Dataset items
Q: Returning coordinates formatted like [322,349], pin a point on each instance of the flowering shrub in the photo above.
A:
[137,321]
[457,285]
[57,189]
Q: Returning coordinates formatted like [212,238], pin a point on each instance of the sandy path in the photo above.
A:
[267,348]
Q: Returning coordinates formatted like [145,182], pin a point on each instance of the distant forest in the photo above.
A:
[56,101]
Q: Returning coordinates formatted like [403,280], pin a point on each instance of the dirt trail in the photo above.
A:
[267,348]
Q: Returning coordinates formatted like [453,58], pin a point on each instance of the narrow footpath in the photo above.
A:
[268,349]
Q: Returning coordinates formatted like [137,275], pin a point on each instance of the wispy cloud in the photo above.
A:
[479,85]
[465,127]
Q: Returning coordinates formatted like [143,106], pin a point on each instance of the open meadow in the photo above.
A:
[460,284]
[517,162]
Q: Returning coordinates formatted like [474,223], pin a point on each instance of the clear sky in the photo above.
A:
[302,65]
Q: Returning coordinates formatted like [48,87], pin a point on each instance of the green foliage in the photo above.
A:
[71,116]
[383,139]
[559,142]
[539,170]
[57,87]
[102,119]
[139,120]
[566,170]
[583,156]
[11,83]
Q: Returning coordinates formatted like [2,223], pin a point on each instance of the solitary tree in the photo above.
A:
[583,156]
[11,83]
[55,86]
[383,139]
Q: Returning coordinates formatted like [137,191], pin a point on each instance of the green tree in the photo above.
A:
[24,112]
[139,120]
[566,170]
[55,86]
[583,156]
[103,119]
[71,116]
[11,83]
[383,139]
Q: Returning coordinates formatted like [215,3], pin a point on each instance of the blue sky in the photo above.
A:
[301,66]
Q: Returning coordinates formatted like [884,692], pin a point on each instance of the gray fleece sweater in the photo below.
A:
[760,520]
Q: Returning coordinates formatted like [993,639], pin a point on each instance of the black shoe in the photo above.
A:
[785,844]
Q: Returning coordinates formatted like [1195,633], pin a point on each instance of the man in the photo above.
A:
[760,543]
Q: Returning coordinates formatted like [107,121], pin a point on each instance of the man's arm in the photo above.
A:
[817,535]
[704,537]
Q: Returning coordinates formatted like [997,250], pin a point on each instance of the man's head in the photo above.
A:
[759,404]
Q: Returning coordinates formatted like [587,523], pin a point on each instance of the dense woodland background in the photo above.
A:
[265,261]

- _What to produce_
Every record must be written out again without any change.

- _Problem solution_
Q: Returning coordinates formatted like [322,349], pin a point on each instance of the flowering shrub in the photo above.
A:
[137,321]
[457,285]
[57,189]
Q: Returning coordinates formatted like [212,238], pin a point on each instance of the sandy path in the photo above.
A:
[267,348]
Q: Returning coordinates formatted like [145,182], pin a point on each instance of the distant forest in the photo above.
A:
[56,101]
Q: Returning coordinates formatted like [403,280], pin a point on each instance of the dirt trail in the photo above.
A:
[267,348]
Q: Returning coordinates formatted like [453,58], pin a point on each instance of the narrow footpath in the photo above.
A:
[268,349]
Q: Returning coordinates formatted like [137,275], pin a point on each instance of the wispy cloud in the photo above.
A:
[479,85]
[465,127]
Q: Returning coordinates formatted like [143,106], pin a point on each instance of the open meadow in the photo above.
A:
[460,284]
[517,162]
Q: Returning coordinates formatted like [474,223], pin a point on each instance of the clear sky in the photo above.
A:
[302,65]
Q: Returning coordinates formatted like [48,87], pin a point on each instance of the green foliage in the photo above.
A:
[71,116]
[383,139]
[559,142]
[539,170]
[57,87]
[102,119]
[139,120]
[566,170]
[583,156]
[11,83]
Q: Returning coordinates formatted like [2,223], pin a point on each instance of the solitary tree in the photo above.
A:
[583,156]
[11,83]
[55,86]
[383,139]
Q: Returning coordinates formatted like [137,191], pin a point on each instance of the green tree in the photo above.
A:
[24,112]
[139,120]
[566,170]
[55,86]
[583,156]
[103,119]
[71,116]
[11,83]
[383,139]
Q: Returning coordinates formatted like [215,3], pin a point on each instance of the blue sky in the photo above.
A:
[301,66]
Q: Returning coordinates formatted like [884,692], pin a point on each instance of the gray fleece sweater in the photo below.
A:
[760,520]
Q: Returning coordinates formatted like [993,639], pin a point on each instance of the black shoe in the photo above.
A:
[785,844]
Q: Returning coordinates formatted like [1195,633], pin a point on each instance of the man in the photo above.
A:
[760,543]
Q: Returning coordinates formatted like [107,121], pin a point on each instance of the man's arm in the photo above.
A:
[817,535]
[704,537]
Q: Returning coordinates formatted like [997,250], pin a point on each instance of the man's head in the photo above.
A:
[759,404]
Q: Returning coordinates formatted like [587,523], pin a point on each instance of the dense woodland background in the photo above.
A:
[265,261]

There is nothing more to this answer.